▶ **Text section**:
Sexual reproduction may not be the best evolutionary strategy. So why do we do it?

Most of the single-celled organisms in the world, like bacteria, reproduce asexually by making copies of themselves. So how did sex come to rule the animal kingdom? Scientists have been trying to figure out the origin of sex for hundreds of years, without much luck.

Asexual reproduction is more convenient and requires less effort: there’s no search for a partner and you get to pass all your genes along, from the U.K.’s National History Museum:

In many ways asexual reproduction is the better evolutionary strategy: only one parent is needed and all of their genes are passed on to the next generation.  All bacteria, most plants and even some animals reproduce asexually at least some of the time.
Sex is less efficient. Finding a mate can take time and energy, and any gametes that aren’t fertilised go to waste. Plus, each parent only passes half of its genes to the offspring.

But 99 percent of multicelled animals use sex to reproduce. They form gametes, mix those together and create progeny with an entirely new genome.  Scientists have long wondered what processes caused sex to evolve and become so incredibly prevalent in the animal world.

▶ **Dataset entries**:
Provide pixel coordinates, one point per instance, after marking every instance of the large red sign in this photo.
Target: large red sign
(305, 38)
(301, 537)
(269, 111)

▶ **Problems to work on**:
A – Please list the drawbacks of sex that the article on sexual reproduction gives.
B – Pick up the article on sexual reproduction after its final sentence and keep writing it.

▶ **Task results**:
A –
- Finding a mate can take time and energy.
- Any gametes that aren't fertilized go to waste.
- Each parent passes only half of its genes to the offspring.

B –
Most hypotheses about the evolution of sex point out that when genes are mixed between individuals sexually, bad genetic mutations can be eliminated more quickly than in asexual reproduction. But, since the 1880s, scientists have been unable to prove one hypothesis or another explains Megan Scudellari in Scientist magazine:

In 1886, German evolutionary biologist August Weismann proposed that sexual reproduction reshuffles genes to create “individual differences” upon which natural selection acts. Additional ideas have emerged since Weismann’s hypothesis: sex rids the genome of deleterious mutations; sex rapidly introduces beneficial mutations; sex helps organisms dodge parasitic infections. Yet these evolutionary justifications for sex have remained hypotheses because there is not enough evidence to suggest that any of them provide enough of a benefit to surmount the exquisitely high costs of sex, which include the time and energy it takes to find a mate, the passage of only half of one’s genes to the next generation, and the breaking apart of favorable gene combinations.

Part of the problem, Sculdellari says, is where scientists look to try to test these ideas. Most of the organisms we know the most about sexually like flies, humans and bacteria only reproduce sexually or asexually. But there are some species that can do both depending on the environmental circumstances surrounding them. Yeast, snails and rotifers, microscopic freshwater animals reproduce both sexually and asexually. By studying these organisms, scientists can compare the relative health of their asexually and sexually produced offspring.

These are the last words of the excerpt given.